### WHAT THIS EXERCISE ASKS
A: Set down, word for word, the passage of the essay on legalizing marijuana that opens with the words containing "Now in Colorado, one" and closes with "of all addiction?".
B: Resume the essay on legalizing marijuana from the point where it stops.
====== EXTRACT PROVIDED

 Now in Colorado, one can enjoy marijuana recreationally. Imagine someone working in a store or restaurant taking a “break” and coming back stoned—do you really want that person waiting on you? Maybe it doesn’t affect driving the way alcohol does; but it has been suggested they do drive slower and process trouble on the road slower. Maybe it has little to no physiological addictive properties. But it does alter the dopamine (pleasure) part of the brain and its users learn to really like it. Isn’t that the root of all addiction?

 My fear is that it will spread to other states. The two so-called perks to it are (1) if it is legal, it is state-regulated and taxed as tobacco and alcohol are and it is a new source of tax revenue to aid states in managing their debt and balancing their budgets. (2) If it is legal, it can be acquired by those who choose it legally and it is a stab in the aorta to organized crime. Both of these perks make it an attractive proposition to many states. First of all, it is going to be a lot harder to keep our youth away from it if it is legal. When it is legal, legal consequences, although not perfect, are better than nothing. Sure you can have a minimum age, but older people can acquire it for younger people, just as they do tobacco and alcohol. And the underage use it in places where they are unlikely to get caught. Besides, when you make it legal, you send a message to the underdeveloped adolescent mind it can’t be that bad. Second, marijuana is only one product organized crime deals in. Suppose we legalized cocaine, heroin, prostitution, assault weapons (weapons of war, beyond the 9mm and AR-15), and hand-held nuclear bombs, for the sake of being facetious and making satire? When you factor all this in, organized crime will survive just fine, with more emphasis on what is still illegal. As a matter of fact, marijuana is not a favorite among drug dealers. It is more of a start-up drug, because it works in the body backwards. The longer one uses it, the less is required to get that high so the user buys less and the dealer makes less. Hard-core dealers prefer drugs like cocaine—although deadlier, the longer one uses, the more the user needs and the more money the dealer makes. We certainly can’t make everything legal or we will not survive as a civilization. Even the far-left is on board with me on that.
============
====== DATA EXTRACT
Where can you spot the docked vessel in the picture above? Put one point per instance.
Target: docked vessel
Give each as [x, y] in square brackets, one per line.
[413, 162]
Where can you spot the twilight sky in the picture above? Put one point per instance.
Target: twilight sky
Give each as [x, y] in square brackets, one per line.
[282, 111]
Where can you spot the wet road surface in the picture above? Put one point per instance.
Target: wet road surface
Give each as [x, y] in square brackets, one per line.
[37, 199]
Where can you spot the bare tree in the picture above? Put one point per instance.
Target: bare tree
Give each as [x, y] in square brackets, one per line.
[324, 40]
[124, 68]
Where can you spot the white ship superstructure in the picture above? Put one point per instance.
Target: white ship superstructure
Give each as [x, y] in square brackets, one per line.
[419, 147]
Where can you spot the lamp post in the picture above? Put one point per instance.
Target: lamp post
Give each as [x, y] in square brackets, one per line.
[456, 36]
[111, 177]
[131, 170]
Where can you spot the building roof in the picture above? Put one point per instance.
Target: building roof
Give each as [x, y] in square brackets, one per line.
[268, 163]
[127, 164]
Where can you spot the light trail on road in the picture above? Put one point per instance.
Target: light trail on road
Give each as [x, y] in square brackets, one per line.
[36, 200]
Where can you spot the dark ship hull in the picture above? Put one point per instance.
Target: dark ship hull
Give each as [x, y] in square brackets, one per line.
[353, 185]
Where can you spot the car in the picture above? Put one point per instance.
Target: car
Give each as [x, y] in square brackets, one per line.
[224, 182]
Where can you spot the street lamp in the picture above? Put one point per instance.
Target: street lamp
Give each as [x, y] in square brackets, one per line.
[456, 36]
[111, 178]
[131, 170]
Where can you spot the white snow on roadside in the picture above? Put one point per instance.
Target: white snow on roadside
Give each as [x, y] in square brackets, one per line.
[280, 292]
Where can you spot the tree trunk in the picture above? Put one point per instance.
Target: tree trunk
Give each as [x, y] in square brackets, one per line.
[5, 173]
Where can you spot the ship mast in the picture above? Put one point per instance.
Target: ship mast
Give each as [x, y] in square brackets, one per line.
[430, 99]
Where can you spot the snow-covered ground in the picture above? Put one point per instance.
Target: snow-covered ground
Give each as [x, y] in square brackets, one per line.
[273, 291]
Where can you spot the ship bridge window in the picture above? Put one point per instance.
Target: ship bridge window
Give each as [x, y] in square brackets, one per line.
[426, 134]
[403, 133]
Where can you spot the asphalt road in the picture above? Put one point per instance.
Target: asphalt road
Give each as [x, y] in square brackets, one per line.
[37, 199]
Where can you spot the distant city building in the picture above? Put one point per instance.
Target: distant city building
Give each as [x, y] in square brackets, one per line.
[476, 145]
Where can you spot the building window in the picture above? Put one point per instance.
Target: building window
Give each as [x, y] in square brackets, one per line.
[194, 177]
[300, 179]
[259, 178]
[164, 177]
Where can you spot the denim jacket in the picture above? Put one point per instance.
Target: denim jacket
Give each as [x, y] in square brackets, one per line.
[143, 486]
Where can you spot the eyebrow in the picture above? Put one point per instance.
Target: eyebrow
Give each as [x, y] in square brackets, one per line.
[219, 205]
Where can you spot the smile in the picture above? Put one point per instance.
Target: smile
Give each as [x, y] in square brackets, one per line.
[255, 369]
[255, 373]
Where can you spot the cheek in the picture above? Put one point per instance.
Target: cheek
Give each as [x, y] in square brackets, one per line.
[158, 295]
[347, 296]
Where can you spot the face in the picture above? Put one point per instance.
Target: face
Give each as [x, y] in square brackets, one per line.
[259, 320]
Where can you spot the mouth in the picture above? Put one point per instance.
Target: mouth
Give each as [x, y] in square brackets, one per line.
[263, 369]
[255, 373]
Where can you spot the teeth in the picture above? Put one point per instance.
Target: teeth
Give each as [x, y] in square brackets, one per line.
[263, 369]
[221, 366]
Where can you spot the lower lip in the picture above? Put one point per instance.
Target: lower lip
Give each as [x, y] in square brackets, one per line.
============
### TASK RESPONSES
A:
Now in Colorado, one can enjoy marijuana recreationally. Imagine someone working in a store or restaurant taking a “break” and coming back stoned—do you really want that person waiting on you? Maybe it doesn’t affect driving the way alcohol does; but it has been suggested they do drive slower and process trouble on the road slower. Maybe it has little to no physiological addictive properties. But it does alter the dopamine (pleasure) part of the brain and its users learn to really like it. Isn’t that the root of all addiction?

B:
 I believe it is largely connected to something I spoke out about in both high school and college and still discuss with friends and peers—voter apathy. I am not convinced there is a large majority in favor of this. Remember that public service ad where they elected Bag-of Leaves and they show a Glad Trash Bag filled with freshly-raked dead leaves and introduced it as a mayor of legislator to make a point in a humorous fashion what happens if too many people don’t exercise their right to vote. Two-thirds stay home on election day and the one-third that shows up at the polls wins by electing the representatives that stand on their sides. I also know a lot of people I work with or have worked with that became Democrats twenty to thirty years ago because of the liberal bill of goods they were sold—the media, particularly the low tech media such as newspapers and broadcast television are generally liberal. I have conversations with many such friends and peers of mine and I come to the unstinting conclusion they simply don’t know why they are Democrats—therefore they don’t know what they are voting for! So this is the consequential algorithm: Bag-of-Leaves gets elected and legalized pot! A much simpler concept than you ever imagined.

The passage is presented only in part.